## DESCRIPTION OF THE TASK
Write out exactly the line containing "step for me thx" along with each line that follows it in the records below, and no others.

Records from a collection

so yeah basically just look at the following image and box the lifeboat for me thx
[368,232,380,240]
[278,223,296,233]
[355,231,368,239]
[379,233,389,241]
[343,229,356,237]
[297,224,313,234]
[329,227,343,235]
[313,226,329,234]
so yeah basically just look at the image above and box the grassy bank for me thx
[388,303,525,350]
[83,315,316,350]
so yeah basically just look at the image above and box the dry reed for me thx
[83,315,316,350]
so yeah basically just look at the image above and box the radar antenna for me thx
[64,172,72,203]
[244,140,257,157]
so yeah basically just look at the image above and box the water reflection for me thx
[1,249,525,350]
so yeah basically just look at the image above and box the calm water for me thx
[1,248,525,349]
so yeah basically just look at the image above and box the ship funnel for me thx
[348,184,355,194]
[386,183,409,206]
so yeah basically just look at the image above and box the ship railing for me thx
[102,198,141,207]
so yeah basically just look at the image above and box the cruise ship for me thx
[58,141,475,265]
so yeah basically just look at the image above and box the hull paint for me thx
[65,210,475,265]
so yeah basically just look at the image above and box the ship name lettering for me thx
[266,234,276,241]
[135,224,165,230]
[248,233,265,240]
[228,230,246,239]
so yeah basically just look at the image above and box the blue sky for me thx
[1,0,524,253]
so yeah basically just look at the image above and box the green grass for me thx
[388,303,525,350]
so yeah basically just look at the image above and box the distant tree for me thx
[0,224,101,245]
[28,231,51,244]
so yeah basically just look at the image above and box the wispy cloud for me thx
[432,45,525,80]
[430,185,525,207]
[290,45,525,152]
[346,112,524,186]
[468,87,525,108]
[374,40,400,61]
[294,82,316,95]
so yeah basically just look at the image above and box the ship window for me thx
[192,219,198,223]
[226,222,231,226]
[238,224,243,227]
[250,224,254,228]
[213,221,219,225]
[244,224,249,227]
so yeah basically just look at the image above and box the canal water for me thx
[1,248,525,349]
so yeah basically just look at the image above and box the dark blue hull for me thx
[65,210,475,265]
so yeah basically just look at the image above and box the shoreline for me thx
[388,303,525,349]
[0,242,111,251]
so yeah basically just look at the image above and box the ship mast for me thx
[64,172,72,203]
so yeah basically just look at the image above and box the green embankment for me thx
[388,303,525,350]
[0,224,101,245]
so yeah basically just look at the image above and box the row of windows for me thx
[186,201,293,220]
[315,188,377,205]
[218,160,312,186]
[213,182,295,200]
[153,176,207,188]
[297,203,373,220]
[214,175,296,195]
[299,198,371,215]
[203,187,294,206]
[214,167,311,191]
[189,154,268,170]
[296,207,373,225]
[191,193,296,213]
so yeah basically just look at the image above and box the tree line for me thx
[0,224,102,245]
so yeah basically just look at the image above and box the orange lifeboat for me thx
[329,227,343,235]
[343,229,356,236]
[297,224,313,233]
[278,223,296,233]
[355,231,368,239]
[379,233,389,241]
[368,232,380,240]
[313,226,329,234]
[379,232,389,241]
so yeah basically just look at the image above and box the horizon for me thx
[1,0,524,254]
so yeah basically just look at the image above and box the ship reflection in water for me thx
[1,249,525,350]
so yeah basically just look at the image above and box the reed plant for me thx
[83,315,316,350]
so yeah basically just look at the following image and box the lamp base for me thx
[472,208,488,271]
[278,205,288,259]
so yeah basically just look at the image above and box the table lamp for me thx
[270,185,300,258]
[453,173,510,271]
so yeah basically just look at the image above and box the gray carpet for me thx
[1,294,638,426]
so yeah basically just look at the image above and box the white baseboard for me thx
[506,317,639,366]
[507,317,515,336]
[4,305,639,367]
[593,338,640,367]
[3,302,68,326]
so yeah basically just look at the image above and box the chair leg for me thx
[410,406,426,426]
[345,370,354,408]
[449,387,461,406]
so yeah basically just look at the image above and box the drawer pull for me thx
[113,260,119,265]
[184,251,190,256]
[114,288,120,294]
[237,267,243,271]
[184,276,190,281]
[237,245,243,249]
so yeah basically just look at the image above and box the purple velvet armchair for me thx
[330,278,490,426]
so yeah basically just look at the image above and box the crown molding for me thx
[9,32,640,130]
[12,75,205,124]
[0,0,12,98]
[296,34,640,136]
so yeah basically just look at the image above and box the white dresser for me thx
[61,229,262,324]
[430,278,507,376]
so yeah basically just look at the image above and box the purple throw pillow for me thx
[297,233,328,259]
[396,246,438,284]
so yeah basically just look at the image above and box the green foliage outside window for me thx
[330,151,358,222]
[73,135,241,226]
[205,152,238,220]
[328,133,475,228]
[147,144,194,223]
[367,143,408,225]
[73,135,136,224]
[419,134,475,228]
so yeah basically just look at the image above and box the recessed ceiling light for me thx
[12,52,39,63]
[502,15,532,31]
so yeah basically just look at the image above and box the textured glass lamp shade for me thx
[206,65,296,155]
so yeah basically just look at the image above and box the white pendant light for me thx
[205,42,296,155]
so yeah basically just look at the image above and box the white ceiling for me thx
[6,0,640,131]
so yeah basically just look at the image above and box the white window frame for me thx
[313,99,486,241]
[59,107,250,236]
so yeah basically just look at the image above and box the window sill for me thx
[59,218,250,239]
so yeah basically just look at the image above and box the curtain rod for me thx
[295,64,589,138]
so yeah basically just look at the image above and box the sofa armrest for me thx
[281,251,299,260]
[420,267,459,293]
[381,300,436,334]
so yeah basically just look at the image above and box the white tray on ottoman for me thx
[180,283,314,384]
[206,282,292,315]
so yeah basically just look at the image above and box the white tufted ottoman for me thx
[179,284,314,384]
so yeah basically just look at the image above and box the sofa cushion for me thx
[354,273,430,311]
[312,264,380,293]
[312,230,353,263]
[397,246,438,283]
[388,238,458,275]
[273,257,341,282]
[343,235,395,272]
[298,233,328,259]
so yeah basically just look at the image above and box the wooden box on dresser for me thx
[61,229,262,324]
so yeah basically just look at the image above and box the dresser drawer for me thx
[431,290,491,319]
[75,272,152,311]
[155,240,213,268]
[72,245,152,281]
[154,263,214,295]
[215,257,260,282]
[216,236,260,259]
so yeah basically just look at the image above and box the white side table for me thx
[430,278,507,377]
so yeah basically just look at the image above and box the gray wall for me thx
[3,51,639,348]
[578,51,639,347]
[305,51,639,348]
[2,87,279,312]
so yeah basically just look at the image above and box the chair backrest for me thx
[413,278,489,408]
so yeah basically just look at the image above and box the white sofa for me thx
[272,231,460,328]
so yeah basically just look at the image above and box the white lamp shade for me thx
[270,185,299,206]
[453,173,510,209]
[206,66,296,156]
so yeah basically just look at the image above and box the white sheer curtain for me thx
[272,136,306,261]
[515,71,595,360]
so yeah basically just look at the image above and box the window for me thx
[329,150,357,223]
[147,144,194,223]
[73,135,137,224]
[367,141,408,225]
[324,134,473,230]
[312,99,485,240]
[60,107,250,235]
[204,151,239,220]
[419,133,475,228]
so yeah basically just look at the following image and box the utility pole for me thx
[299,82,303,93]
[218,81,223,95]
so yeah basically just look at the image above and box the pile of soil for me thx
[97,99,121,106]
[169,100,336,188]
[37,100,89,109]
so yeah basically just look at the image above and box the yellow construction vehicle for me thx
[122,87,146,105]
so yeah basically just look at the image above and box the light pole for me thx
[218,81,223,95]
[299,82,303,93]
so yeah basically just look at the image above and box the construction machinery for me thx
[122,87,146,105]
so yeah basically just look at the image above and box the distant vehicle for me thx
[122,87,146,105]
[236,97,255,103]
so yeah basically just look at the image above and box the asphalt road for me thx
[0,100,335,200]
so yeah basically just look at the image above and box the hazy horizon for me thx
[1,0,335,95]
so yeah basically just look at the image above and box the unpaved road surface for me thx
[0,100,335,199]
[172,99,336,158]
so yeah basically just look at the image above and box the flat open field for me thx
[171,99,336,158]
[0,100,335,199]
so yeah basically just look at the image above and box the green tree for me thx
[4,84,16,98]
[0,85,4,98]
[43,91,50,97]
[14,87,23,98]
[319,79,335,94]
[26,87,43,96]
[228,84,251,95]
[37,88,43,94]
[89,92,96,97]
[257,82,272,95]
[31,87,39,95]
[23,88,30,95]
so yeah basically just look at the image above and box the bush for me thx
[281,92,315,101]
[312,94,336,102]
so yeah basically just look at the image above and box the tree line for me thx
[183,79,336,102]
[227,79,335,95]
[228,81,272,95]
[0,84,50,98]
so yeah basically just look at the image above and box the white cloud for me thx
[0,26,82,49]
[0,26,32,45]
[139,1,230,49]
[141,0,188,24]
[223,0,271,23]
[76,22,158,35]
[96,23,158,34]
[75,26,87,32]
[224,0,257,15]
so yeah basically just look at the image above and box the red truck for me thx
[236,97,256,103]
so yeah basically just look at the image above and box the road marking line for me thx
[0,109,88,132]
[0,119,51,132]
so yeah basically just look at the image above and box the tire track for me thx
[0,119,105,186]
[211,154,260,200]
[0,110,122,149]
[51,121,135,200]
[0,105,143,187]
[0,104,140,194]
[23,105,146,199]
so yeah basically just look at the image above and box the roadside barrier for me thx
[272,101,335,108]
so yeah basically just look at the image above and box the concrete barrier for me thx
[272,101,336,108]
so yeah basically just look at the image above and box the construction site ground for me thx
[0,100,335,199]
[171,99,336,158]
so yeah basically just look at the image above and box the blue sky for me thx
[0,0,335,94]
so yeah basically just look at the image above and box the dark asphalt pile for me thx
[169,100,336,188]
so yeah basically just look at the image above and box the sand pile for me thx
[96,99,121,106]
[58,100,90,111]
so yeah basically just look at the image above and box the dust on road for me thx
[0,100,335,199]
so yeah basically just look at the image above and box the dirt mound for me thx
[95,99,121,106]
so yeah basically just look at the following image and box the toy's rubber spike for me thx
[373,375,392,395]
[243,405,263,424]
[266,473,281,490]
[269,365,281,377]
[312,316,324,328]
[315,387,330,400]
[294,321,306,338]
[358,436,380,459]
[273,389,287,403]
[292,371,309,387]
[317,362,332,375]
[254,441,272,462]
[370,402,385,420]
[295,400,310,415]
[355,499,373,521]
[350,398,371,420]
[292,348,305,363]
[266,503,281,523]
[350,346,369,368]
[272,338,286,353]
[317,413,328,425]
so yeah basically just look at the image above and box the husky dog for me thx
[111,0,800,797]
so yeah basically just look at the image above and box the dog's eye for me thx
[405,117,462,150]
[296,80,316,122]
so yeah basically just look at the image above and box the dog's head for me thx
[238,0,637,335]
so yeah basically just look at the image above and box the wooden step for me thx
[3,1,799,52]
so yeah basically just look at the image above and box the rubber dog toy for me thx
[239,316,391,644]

## ANSWER SECTION
so yeah basically just look at the image above and box the wooden step for me thx
[3,1,799,52]
so yeah basically just look at the image above and box the rubber dog toy for me thx
[239,316,391,644]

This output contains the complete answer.